*** TEXT TO READ
The analytical methods that we used to compare conditions take advantage of our experimental design, which elicited responses to the entire vowel space in terms of a large, and possibly exhaustive, number of response categories. Perceptual similarity is typically assessed using pairwise confusions (i.e., how often two categories are confused with each other). Often, there are asymmetries in pairwise confusability whereby one category, p₁, is confused with another, p₂, more often than p₂ is confused with p₁ (e.g., Polka & Bohn, 2003; Schwartz, Abry, Boë, Ménard, & Vallée, 2005). The rich set of response options in our paradigm, together with anticipated task difficulty, motivate a more global characterization of perceptual similarity across accents that makes use of the complete distribution of responses. To this end, we illustrate perceptual patterns through Hierarchical Cluster Analysis (HCA) based on vector similarity across all responses to a vowel, cf., pairwise similarity. We then compare conditions by calculating a normalized Euclidean Distance between entire confusion matrices.

The remainder of the paper is organized as follows. Section 2 describes the methods for the experiment (2.1–2.3) and data analysis (2.4) in detail. Section 3 reports the results, starting with a comparison of accents (3.1), and then comparison of cross-accent conditions (3.2). Section 4 provides a general discussion and Section 5 provides a brief conclusion.
******
*** DATASET EXCERPT
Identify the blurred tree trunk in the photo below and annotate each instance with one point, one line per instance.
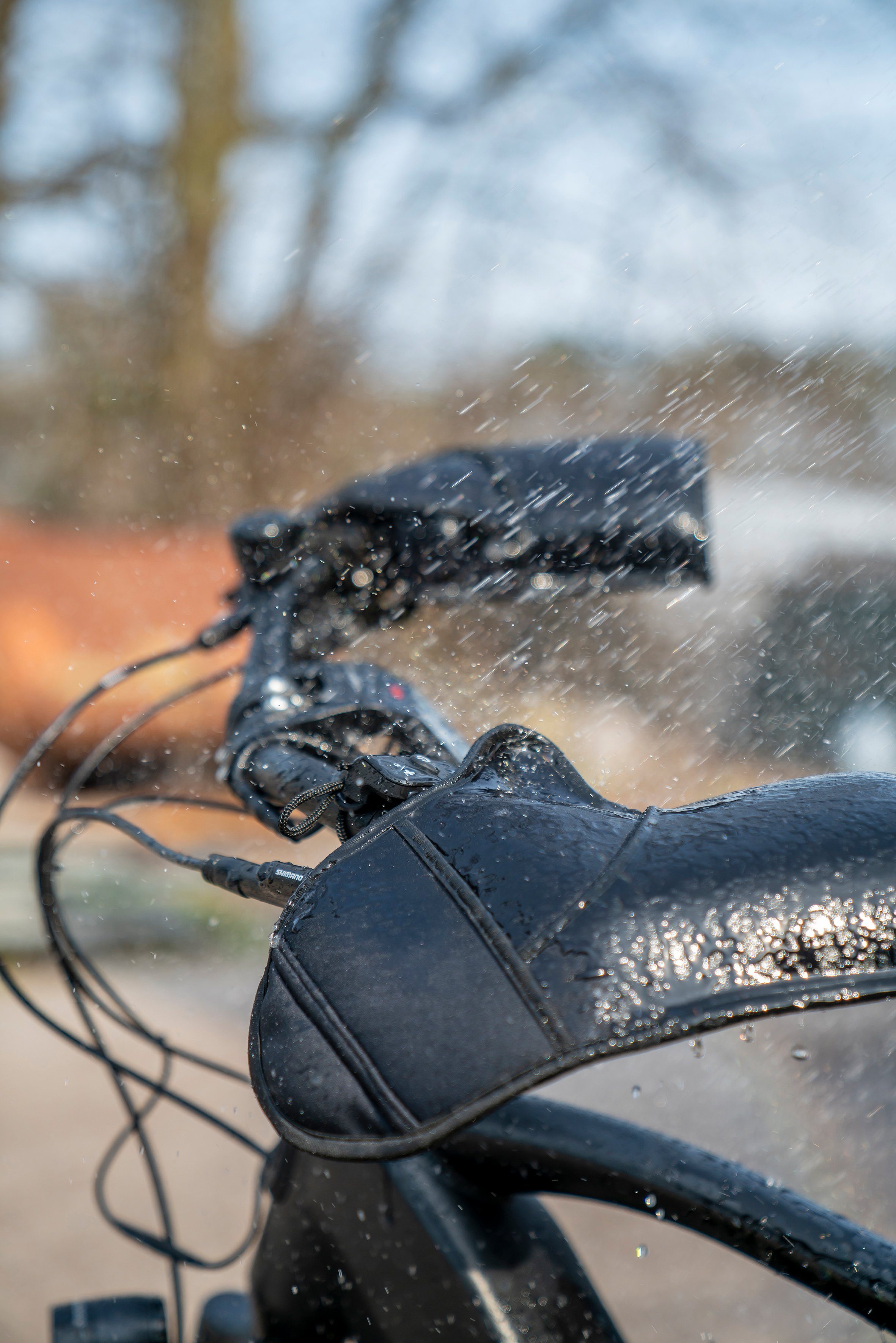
******
TASK DESCRIPTION:
Copy word for word the part of the text above on perceptual similarity across accents that lies between "The remainder of" and "a brief conclusion.", inclusive.

REPLY TO THE EXERCISE:
The remainder of the paper is organized as follows. Section 2 describes the methods for the experiment (2.1–2.3) and data analysis (2.4) in detail. Section 3 reports the results, starting with a comparison of accents (3.1), and then comparison of cross-accent conditions (3.2). Section 4 provides a general discussion and Section 5 provides a brief conclusion.